-- START OF Working data --

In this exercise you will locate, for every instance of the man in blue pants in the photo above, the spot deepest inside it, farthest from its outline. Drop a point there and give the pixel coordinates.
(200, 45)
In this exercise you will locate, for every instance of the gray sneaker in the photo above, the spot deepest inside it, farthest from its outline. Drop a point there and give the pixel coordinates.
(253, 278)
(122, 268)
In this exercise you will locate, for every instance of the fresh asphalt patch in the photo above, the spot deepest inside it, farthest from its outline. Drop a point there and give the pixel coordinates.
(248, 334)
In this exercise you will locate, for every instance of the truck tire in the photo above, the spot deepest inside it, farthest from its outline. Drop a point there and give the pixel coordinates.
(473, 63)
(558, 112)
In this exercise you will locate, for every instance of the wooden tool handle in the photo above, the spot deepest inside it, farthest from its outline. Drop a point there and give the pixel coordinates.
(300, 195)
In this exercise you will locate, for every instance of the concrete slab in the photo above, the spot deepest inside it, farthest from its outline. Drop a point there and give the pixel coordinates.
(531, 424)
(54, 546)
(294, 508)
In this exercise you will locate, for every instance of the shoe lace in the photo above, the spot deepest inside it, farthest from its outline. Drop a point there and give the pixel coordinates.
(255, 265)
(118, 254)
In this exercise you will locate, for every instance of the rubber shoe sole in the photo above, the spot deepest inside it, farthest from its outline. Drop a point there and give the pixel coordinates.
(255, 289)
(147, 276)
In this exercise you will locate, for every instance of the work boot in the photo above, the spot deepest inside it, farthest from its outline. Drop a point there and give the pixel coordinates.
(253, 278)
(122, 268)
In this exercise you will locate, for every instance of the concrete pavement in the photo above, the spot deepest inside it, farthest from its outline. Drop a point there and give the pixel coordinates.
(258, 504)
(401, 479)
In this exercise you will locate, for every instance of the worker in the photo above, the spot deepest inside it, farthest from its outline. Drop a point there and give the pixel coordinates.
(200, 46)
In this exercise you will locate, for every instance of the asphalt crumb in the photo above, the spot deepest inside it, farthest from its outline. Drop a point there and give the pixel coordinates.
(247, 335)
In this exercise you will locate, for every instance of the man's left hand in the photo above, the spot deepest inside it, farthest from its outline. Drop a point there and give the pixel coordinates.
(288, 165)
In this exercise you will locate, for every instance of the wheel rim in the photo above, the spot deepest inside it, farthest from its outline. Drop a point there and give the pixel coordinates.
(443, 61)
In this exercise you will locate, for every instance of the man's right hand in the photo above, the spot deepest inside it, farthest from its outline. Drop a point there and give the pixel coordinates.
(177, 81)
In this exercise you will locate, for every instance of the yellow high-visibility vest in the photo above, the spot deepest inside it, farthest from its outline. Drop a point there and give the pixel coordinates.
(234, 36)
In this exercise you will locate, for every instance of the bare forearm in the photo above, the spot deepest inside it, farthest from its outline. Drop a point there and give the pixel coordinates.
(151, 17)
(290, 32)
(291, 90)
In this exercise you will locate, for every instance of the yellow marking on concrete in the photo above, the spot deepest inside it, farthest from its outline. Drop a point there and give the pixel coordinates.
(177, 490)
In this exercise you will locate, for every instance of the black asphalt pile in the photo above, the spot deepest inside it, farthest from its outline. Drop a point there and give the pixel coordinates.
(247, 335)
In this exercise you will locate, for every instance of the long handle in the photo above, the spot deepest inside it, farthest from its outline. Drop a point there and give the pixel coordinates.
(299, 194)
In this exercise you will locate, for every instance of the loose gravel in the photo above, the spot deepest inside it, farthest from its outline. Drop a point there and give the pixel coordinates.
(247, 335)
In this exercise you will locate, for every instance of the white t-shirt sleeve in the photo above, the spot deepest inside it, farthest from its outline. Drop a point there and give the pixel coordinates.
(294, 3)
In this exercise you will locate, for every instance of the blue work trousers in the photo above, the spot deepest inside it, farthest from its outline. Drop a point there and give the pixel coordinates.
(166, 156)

-- END OF Working data --
-- START OF Working data --

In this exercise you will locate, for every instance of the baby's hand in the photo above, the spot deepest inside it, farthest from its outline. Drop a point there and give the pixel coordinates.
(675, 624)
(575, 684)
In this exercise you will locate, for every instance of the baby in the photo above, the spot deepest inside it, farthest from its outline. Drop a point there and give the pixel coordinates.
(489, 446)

-- END OF Working data --

> [What to work on]: Please count the lines above that contain the word "sole" and give only that number.

> [Output for this exercise]: 1